# Exercise objective
Look through the data below and extract, unchanged, the lines from the one that contains "Target: metal bowl rim" to the one that contains "Target: dark metal baking sheet", both included.

○ ○ ○

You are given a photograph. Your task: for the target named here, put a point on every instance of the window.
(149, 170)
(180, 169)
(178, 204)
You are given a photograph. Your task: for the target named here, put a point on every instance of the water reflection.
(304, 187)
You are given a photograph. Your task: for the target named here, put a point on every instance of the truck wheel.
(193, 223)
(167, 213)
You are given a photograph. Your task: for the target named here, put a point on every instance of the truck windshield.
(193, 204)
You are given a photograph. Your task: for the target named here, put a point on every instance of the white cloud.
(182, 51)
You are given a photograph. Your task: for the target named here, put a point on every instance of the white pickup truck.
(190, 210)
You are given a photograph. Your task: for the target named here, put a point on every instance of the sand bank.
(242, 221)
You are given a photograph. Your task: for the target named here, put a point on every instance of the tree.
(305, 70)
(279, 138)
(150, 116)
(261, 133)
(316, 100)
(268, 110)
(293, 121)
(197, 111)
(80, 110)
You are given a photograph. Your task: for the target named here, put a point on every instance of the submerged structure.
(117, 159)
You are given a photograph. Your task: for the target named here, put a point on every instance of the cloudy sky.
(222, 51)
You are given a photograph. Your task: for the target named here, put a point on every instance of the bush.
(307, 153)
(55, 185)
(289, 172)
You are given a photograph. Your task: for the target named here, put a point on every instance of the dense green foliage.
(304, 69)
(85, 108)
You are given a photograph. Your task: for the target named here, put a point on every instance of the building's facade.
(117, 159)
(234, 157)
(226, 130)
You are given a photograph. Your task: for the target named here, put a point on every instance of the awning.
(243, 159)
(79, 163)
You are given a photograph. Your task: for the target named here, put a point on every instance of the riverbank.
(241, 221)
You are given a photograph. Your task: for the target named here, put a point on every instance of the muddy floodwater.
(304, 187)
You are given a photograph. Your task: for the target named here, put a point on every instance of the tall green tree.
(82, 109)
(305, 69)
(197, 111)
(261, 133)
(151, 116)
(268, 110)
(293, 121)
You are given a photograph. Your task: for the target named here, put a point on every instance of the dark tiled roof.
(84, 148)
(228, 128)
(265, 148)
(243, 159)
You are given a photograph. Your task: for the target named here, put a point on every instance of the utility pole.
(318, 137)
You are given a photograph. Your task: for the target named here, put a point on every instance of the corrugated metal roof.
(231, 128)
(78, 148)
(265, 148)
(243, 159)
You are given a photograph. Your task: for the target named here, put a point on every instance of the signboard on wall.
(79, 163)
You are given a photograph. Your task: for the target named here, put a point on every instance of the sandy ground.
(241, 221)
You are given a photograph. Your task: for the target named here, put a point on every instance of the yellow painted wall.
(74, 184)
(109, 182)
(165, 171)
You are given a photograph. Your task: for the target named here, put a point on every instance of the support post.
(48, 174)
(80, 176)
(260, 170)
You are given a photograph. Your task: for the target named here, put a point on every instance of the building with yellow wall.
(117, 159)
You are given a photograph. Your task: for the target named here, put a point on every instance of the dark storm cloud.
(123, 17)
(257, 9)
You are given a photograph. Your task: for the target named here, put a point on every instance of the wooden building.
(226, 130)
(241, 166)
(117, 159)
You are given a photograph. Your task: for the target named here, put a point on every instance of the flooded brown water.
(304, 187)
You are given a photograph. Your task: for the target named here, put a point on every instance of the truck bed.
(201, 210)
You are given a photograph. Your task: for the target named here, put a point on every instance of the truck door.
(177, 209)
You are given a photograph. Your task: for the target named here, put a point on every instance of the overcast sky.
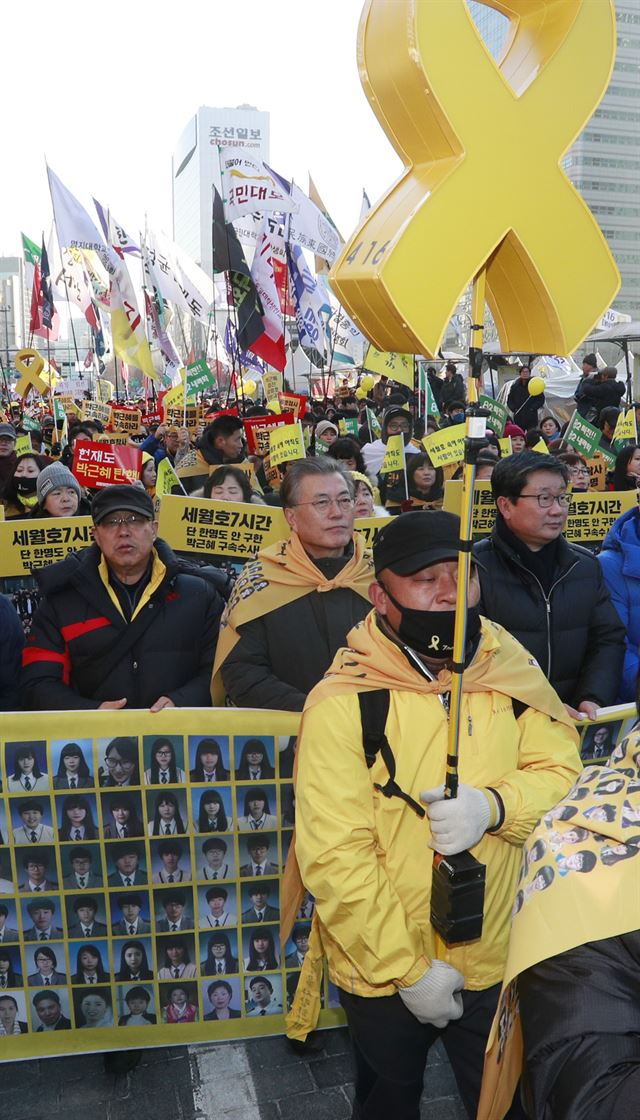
(104, 90)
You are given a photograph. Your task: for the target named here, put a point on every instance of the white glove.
(435, 997)
(458, 822)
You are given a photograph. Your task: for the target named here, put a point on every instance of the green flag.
(583, 436)
(30, 251)
(498, 412)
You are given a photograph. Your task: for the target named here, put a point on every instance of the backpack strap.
(373, 712)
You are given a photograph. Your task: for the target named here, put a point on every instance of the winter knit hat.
(512, 429)
(54, 476)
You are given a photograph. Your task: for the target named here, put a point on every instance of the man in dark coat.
(549, 594)
(122, 623)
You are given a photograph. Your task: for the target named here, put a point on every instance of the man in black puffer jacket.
(122, 623)
(547, 593)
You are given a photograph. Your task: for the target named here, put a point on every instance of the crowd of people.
(361, 643)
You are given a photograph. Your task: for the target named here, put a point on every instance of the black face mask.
(26, 485)
(430, 632)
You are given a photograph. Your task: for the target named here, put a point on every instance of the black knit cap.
(416, 540)
(129, 497)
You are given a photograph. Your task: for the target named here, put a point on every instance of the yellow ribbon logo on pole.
(462, 123)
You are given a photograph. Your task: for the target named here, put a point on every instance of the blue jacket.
(12, 640)
(620, 559)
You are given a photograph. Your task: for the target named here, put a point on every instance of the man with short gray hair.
(293, 606)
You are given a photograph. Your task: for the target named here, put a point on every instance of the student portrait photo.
(85, 915)
(12, 1014)
(263, 996)
(76, 817)
(10, 974)
(121, 814)
(164, 759)
(31, 818)
(93, 1007)
(170, 860)
(176, 955)
(90, 962)
(166, 813)
(297, 945)
(220, 996)
(209, 758)
(136, 960)
(45, 966)
(257, 808)
(599, 740)
(50, 1010)
(215, 859)
(179, 1002)
(212, 810)
(119, 762)
(72, 764)
(127, 860)
(260, 852)
(218, 906)
(6, 878)
(26, 767)
(260, 949)
(8, 922)
(37, 869)
(136, 1007)
(130, 913)
(221, 949)
(42, 918)
(260, 902)
(174, 910)
(82, 867)
(253, 759)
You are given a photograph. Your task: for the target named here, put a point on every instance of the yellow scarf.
(281, 574)
(557, 907)
(373, 661)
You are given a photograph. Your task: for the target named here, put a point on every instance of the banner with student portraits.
(140, 878)
(591, 514)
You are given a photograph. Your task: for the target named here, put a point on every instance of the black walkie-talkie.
(457, 882)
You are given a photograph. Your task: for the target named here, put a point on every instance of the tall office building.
(604, 162)
(196, 167)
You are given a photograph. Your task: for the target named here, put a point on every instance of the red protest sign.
(99, 465)
(257, 430)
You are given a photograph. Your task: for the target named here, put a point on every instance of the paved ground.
(256, 1080)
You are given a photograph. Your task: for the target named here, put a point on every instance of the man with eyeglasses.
(548, 593)
(122, 623)
(293, 606)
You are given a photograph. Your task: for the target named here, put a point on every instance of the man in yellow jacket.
(364, 842)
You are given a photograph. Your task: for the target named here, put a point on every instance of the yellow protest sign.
(96, 410)
(393, 456)
(24, 445)
(625, 427)
(590, 519)
(397, 366)
(30, 365)
(540, 447)
(445, 446)
(166, 478)
(271, 383)
(531, 103)
(34, 543)
(286, 444)
(229, 529)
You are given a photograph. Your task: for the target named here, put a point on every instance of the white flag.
(76, 230)
(249, 187)
(307, 224)
(178, 279)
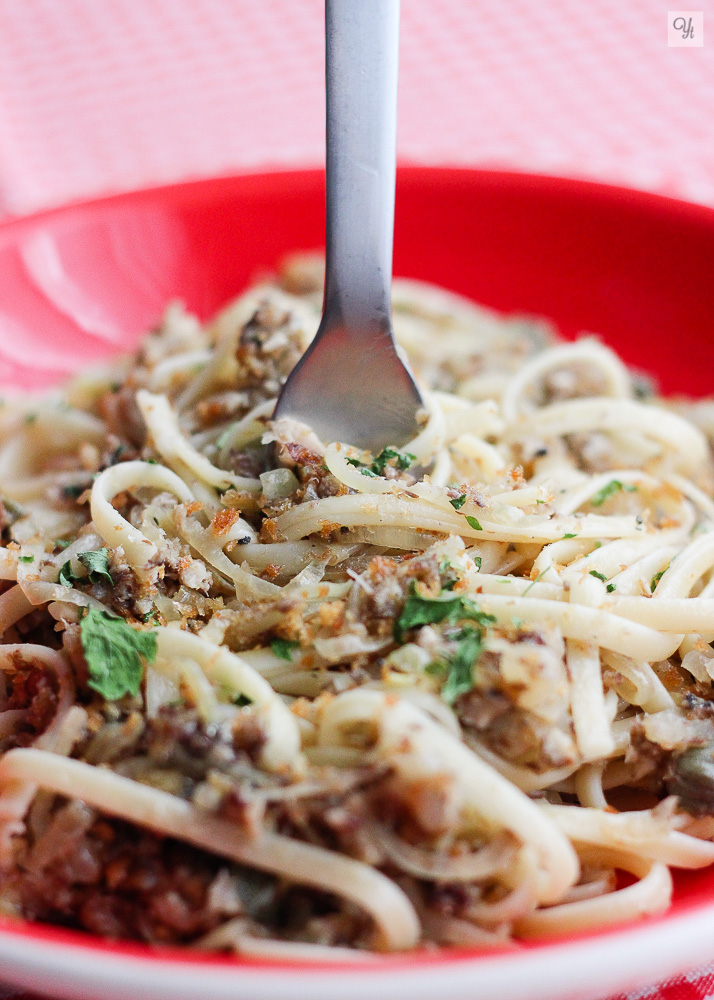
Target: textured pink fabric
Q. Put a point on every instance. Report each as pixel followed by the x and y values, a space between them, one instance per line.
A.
pixel 100 96
pixel 106 95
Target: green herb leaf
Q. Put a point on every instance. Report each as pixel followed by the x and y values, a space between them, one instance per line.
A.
pixel 97 563
pixel 73 491
pixel 401 459
pixel 284 647
pixel 609 490
pixel 460 666
pixel 67 577
pixel 223 437
pixel 418 611
pixel 115 654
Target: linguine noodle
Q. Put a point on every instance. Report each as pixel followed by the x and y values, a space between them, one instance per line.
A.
pixel 270 694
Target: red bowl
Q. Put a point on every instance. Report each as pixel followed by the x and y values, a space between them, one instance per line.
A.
pixel 83 282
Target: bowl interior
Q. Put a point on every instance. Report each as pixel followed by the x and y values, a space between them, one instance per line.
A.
pixel 82 283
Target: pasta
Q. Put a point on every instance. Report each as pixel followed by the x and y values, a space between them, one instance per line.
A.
pixel 280 696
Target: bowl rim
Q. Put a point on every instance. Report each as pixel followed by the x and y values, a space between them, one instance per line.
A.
pixel 407 173
pixel 688 926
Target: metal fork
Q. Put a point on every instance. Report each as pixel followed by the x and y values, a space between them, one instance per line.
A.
pixel 351 385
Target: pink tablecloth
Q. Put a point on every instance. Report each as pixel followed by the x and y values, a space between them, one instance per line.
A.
pixel 99 96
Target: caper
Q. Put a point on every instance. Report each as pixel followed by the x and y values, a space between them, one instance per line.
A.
pixel 691 777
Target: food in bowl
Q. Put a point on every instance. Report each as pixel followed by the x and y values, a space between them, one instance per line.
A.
pixel 282 696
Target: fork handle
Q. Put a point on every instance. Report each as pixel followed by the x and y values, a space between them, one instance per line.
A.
pixel 362 58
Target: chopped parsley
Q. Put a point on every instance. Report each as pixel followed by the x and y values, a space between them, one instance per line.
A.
pixel 418 611
pixel 614 486
pixel 402 460
pixel 458 667
pixel 284 647
pixel 222 439
pixel 97 563
pixel 73 491
pixel 67 577
pixel 115 654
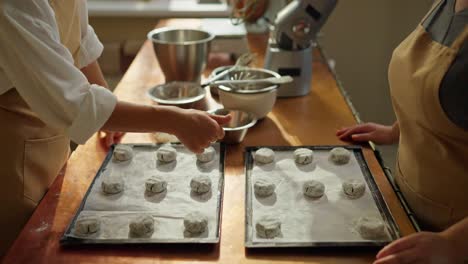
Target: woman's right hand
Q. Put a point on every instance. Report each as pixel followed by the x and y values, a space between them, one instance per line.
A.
pixel 379 134
pixel 197 129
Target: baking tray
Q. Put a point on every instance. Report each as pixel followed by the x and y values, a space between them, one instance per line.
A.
pixel 69 239
pixel 383 211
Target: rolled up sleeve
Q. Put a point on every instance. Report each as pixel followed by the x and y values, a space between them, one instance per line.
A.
pixel 43 73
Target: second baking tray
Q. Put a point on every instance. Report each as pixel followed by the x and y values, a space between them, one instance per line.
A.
pixel 167 208
pixel 325 222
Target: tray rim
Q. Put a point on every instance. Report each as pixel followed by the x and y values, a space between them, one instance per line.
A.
pixel 68 240
pixel 380 202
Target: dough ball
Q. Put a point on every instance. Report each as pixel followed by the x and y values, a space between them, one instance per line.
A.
pixel 303 156
pixel 142 226
pixel 112 184
pixel 354 188
pixel 313 189
pixel 207 155
pixel 195 223
pixel 264 156
pixel 340 156
pixel 200 184
pixel 268 227
pixel 122 153
pixel 371 228
pixel 264 187
pixel 87 225
pixel 156 184
pixel 166 154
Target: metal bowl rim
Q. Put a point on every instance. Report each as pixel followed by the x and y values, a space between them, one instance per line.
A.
pixel 167 29
pixel 253 119
pixel 263 90
pixel 201 95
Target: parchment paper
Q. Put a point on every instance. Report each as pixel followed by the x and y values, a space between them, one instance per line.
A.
pixel 330 218
pixel 167 208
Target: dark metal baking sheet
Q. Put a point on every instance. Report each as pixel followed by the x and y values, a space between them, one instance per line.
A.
pixel 382 206
pixel 66 239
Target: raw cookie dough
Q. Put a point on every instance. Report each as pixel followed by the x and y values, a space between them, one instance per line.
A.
pixel 340 156
pixel 264 156
pixel 166 154
pixel 264 187
pixel 200 184
pixel 303 156
pixel 141 226
pixel 371 228
pixel 268 227
pixel 87 225
pixel 195 223
pixel 207 155
pixel 313 189
pixel 112 184
pixel 156 184
pixel 122 153
pixel 354 188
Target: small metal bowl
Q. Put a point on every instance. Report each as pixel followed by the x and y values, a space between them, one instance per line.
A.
pixel 182 94
pixel 236 129
pixel 216 71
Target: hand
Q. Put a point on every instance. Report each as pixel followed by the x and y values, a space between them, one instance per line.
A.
pixel 420 248
pixel 379 134
pixel 108 138
pixel 197 129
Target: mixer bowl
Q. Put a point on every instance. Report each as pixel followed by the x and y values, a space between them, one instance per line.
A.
pixel 182 53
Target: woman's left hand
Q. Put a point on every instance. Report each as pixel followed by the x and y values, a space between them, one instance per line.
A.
pixel 109 138
pixel 420 248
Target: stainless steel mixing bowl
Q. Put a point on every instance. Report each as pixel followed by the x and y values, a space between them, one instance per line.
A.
pixel 182 94
pixel 237 128
pixel 182 53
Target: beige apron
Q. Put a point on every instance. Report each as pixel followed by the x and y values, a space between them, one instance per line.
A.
pixel 32 152
pixel 432 167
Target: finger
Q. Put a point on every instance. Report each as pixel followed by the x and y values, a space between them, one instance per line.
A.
pixel 397 246
pixel 118 136
pixel 356 130
pixel 198 150
pixel 220 133
pixel 404 257
pixel 109 139
pixel 342 130
pixel 221 120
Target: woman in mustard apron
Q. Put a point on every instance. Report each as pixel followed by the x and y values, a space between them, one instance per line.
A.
pixel 428 77
pixel 51 91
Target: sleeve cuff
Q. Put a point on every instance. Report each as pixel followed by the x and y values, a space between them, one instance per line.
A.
pixel 96 107
pixel 91 48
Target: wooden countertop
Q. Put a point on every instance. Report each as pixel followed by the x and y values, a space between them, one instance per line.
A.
pixel 308 120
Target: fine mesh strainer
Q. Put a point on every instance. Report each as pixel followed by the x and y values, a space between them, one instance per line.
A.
pixel 247 73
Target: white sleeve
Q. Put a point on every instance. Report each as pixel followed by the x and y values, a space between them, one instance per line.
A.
pixel 91 48
pixel 42 71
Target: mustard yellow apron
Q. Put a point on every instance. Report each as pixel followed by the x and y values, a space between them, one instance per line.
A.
pixel 432 167
pixel 32 152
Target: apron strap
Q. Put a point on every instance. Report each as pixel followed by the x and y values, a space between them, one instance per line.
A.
pixel 460 40
pixel 434 6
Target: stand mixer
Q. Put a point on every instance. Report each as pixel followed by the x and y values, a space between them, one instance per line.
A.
pixel 292 33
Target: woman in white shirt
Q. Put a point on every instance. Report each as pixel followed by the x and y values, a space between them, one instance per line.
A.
pixel 52 91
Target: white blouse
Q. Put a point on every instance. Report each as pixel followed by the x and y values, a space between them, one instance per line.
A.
pixel 42 70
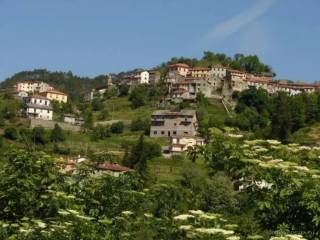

○ ○ ○

# Result
Target: metal bowl rim
Q. Put a point on every instance. Report each as pixel followed by the x and y values, a space between them, one instance per line.
A.
pixel 167 29
pixel 253 119
pixel 263 90
pixel 201 95
Target: parchment paper
Q. Put a point on every instance. Report each as pixel followed by the x and y values, a space between them, one instance per line.
A.
pixel 330 218
pixel 167 208
Target: dark metal baking sheet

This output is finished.